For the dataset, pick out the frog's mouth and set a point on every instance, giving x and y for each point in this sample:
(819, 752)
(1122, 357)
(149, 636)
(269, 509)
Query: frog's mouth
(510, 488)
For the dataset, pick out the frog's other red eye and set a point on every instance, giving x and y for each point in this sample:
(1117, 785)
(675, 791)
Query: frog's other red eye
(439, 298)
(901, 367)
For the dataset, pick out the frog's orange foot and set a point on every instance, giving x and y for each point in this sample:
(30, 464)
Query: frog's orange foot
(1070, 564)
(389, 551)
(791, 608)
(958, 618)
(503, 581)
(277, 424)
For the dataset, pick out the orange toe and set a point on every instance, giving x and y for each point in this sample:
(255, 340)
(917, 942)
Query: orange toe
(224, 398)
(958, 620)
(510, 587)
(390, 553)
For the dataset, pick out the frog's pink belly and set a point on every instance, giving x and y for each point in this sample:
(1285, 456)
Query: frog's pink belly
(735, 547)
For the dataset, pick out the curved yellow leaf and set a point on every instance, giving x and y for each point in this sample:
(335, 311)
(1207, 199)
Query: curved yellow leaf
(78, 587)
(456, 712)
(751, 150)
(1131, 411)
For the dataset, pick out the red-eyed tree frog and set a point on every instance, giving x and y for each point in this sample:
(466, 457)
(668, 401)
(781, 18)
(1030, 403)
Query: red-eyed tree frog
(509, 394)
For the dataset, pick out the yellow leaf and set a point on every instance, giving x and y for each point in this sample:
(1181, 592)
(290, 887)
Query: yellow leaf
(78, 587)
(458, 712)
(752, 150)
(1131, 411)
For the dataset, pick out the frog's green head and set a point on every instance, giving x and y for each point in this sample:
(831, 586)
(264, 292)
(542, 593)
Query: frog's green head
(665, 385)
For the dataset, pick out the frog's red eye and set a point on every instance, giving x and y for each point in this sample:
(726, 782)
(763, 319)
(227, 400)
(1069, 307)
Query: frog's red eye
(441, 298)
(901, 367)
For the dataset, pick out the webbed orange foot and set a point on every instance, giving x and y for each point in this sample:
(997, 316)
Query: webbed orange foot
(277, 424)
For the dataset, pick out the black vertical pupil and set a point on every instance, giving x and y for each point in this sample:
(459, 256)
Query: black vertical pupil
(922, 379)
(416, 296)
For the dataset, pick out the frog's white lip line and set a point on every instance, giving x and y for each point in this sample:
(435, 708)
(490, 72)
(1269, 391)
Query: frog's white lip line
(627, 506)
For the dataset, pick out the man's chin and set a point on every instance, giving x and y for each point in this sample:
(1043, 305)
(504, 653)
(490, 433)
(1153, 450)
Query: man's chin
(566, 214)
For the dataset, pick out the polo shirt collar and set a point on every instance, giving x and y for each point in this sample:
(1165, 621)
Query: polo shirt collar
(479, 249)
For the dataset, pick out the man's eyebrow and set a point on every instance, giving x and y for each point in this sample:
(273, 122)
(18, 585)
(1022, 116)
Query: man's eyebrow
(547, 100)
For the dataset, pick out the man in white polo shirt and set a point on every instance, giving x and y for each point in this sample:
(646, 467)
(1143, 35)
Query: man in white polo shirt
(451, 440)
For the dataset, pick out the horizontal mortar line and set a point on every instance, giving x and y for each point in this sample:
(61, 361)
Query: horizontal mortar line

· · · · ·

**Task statement:**
Return the whole listing exactly, with every line included.

**Solution to the problem:**
For the dataset, pick out the frog's mouth and set a point on every instance, giving x and y for each point in this sample:
(819, 752)
(1122, 357)
(149, 636)
(269, 509)
Query: frog's mouth
(510, 488)
For the dataset, pick out the frog's other red eye and set a point on every instance, giving x and y for each point in this sample:
(1117, 785)
(675, 791)
Query: frog's other red eye
(439, 298)
(901, 367)
For the dataset, pick out the frog's orange foot and set a point on every instance, giving x and y for each point in this sample:
(30, 464)
Query: frog's orange foot
(1070, 564)
(389, 551)
(791, 608)
(958, 618)
(503, 581)
(277, 424)
For the dataset, pick out the orange toe and set a point on every instance, giving x and y for each point in this sample:
(255, 340)
(917, 942)
Query: orange toe
(224, 398)
(958, 620)
(510, 587)
(390, 553)
For the dataset, pick out the frog's pink belly and set a point on every instance, giving x and y for each point in this sample:
(1285, 456)
Query: frog's pink belly
(735, 547)
For the dataset, pick out the curved yellow leaf and set a point on every instance, giving x and y for each point in this sample:
(335, 311)
(1207, 199)
Query: curved yellow leaf
(78, 587)
(456, 712)
(751, 150)
(1131, 411)
For the dataset, pick out the red-eyed tree frog and set a point on every instance, giving x and y for each point in this sample:
(466, 457)
(668, 401)
(781, 18)
(1030, 403)
Query: red-eyed tree frog
(509, 394)
For the dataset, pick out the yellow leaf and set a point on every instance, giving x and y for each point in this sample:
(1181, 592)
(290, 887)
Query: yellow leaf
(78, 587)
(458, 712)
(752, 150)
(1131, 411)
For the dataset, pick out the frog's green head and set a point on every instance, giving x and y for each point in this sample:
(831, 586)
(264, 292)
(542, 593)
Query: frog's green head
(665, 385)
For the dataset, pick out the frog's red eye and set a point on every instance, giving x and y for each point in this sample:
(726, 782)
(763, 319)
(227, 400)
(1069, 307)
Query: frog's red eye
(441, 298)
(901, 367)
For the dataset, pick out the webbed orange foot and set a point on every instance, giving x and y for each point in this sample:
(997, 316)
Query: webbed orange foot
(277, 424)
For the dataset, pick out the black vertical pupil and set a point on every instance, giving x and y for each point in this sample:
(459, 256)
Query: black vertical pupil
(922, 379)
(416, 296)
For the dataset, pick out the frog's white lip line and set a point on every instance, giving x and y for each point in this sample:
(435, 708)
(490, 72)
(1269, 391)
Query: frog's white lip line
(627, 506)
For the dataset, pick out the man's chin and set a point on every instance, giving x and y for each point in this sample:
(1043, 305)
(504, 653)
(490, 433)
(1153, 450)
Query: man's chin
(566, 214)
For the dataset, pick out the polo shirt collar and set a point on every instance, giving x and y for each point in this sample:
(1165, 621)
Query: polo shirt collar
(479, 249)
For the dataset, pick out the man's eyebrow and set a point on every instance, giving x and y for each point in this sample:
(273, 122)
(18, 585)
(1022, 116)
Query: man's eyebrow
(547, 100)
For the dataset, pick out the man in white polo shirt and set a point on every instance, giving x and y for each point in this sample:
(646, 467)
(1143, 35)
Query: man in white polo shirt
(451, 440)
For the dataset, pick out the horizontal mortar line and set a point on every instance, giving x and y for each point in this sample:
(61, 361)
Query: horizontal mortar line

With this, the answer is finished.